Task brief — Copy out the final stretch of the listing: the line that contains "of the street" and all lines after it, exactly as they appear.

Extracted records

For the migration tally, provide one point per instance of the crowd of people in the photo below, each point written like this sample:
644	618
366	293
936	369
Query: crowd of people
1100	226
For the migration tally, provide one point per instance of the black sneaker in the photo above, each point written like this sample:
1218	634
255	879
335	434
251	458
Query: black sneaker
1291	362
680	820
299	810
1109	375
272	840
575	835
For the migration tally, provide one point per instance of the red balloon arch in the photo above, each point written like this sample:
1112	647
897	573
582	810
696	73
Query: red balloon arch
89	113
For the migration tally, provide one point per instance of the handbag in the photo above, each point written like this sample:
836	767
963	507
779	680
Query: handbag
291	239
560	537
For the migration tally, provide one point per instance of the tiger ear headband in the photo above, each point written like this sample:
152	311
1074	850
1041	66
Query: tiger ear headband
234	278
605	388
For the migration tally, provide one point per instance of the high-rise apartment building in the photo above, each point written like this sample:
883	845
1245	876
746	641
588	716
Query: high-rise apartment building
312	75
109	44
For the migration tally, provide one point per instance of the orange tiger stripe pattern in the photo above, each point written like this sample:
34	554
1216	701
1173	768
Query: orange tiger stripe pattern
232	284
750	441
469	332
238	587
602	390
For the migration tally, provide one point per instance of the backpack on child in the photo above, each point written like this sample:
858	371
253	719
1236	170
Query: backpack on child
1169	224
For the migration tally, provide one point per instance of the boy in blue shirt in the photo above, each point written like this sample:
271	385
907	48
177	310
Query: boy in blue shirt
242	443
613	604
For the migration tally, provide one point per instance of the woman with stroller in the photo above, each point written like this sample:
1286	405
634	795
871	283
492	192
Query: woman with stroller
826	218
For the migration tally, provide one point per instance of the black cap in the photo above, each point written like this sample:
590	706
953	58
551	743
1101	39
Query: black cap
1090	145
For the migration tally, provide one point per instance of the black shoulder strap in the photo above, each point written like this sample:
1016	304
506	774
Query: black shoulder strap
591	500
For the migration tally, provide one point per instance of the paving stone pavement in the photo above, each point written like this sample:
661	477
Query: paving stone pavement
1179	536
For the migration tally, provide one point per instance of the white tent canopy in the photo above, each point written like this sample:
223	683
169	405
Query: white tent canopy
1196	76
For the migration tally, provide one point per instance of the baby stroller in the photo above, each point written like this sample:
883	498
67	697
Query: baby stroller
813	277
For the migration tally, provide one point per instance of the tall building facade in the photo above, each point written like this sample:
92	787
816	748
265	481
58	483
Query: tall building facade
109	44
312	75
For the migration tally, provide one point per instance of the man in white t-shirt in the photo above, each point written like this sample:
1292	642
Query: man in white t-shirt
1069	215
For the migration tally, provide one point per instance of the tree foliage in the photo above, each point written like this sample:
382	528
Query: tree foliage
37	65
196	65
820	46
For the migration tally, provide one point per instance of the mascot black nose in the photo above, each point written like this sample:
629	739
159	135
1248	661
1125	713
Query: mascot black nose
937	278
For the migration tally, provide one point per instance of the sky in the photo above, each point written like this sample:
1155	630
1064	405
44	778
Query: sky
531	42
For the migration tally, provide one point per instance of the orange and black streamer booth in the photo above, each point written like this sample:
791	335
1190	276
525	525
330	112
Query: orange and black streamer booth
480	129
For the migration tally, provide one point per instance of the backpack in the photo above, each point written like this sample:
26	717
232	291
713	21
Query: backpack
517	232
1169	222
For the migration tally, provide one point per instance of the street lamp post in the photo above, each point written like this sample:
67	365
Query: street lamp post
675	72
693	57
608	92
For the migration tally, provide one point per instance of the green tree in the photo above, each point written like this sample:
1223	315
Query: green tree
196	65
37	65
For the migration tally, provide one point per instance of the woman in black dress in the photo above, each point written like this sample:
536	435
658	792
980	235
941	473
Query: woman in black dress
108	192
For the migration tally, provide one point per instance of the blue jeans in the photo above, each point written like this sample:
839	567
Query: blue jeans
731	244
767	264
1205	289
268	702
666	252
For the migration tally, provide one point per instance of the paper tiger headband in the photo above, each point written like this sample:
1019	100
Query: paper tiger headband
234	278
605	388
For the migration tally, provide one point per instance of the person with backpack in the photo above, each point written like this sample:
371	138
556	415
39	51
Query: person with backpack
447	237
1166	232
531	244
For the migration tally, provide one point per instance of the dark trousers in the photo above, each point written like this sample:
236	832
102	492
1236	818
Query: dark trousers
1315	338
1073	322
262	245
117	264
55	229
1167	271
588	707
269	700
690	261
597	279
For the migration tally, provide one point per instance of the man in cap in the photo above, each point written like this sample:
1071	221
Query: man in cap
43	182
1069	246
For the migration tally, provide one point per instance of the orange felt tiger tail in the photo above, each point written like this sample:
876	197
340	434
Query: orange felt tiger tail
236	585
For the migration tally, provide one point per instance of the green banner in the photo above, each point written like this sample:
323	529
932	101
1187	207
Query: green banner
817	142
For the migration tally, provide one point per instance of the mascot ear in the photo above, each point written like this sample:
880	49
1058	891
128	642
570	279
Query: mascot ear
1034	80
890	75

Answer to the problem —
For the migration tally, provide one point per instance of the street lamp post in the photo above, each point written like this sample:
67	365
Query: street lamp post
675	72
693	57
608	92
For the migration tally, provide one point per instance of the green tree in the photo above, each point written like this sample:
1223	315
Query: green tree
196	65
37	65
For the migration tally, provide one point per instance of the woman in black dress in the photo above, each point written like this sample:
536	435
658	792
980	235
941	473
Query: woman in black dress
108	192
For the migration tally, provide one point per instance of the blue jeans in the photo above, each point written like this sample:
839	567
Query: blue jeans
731	244
767	264
1205	289
268	702
666	252
For the migration tally, provide one point per instance of the paper tiger headband in the photo above, each point written like this sample:
1019	100
Query: paper tiger headband
234	278
605	388
For the migration tally, provide one point per instance of the person with backpack in the photo above, each point written like this sample:
371	138
556	415
39	51
Query: person with backpack
447	237
1166	232
531	244
For the migration tally, provide one point per instance of the dark trousers in the photo above, each point written like this sample:
236	832
102	492
1236	818
Query: dark trousers
1315	338
1073	322
262	245
117	264
55	229
1167	271
588	707
269	700
690	261
597	279
For the migration tally, provide one point per instance of the man in cap in the photo above, each point written like this sample:
1071	221
Query: man in cap
43	182
1069	246
For the migration tally, provide one point per instance of the orange felt tiger tail in the photo above, each point written like this sample:
876	197
340	434
Query: orange felt tiger tail
236	585
For the migration tally, provide one point per instance of the green banner in the photo above, each point written like this sample:
323	529
932	101
1187	207
Query: green banner
817	142
For the migration tally, provide one point per instance of the mascot ear in the photo above, each point written like this sample:
880	49
1058	891
128	642
570	279
Query: mascot ear
1034	80
890	75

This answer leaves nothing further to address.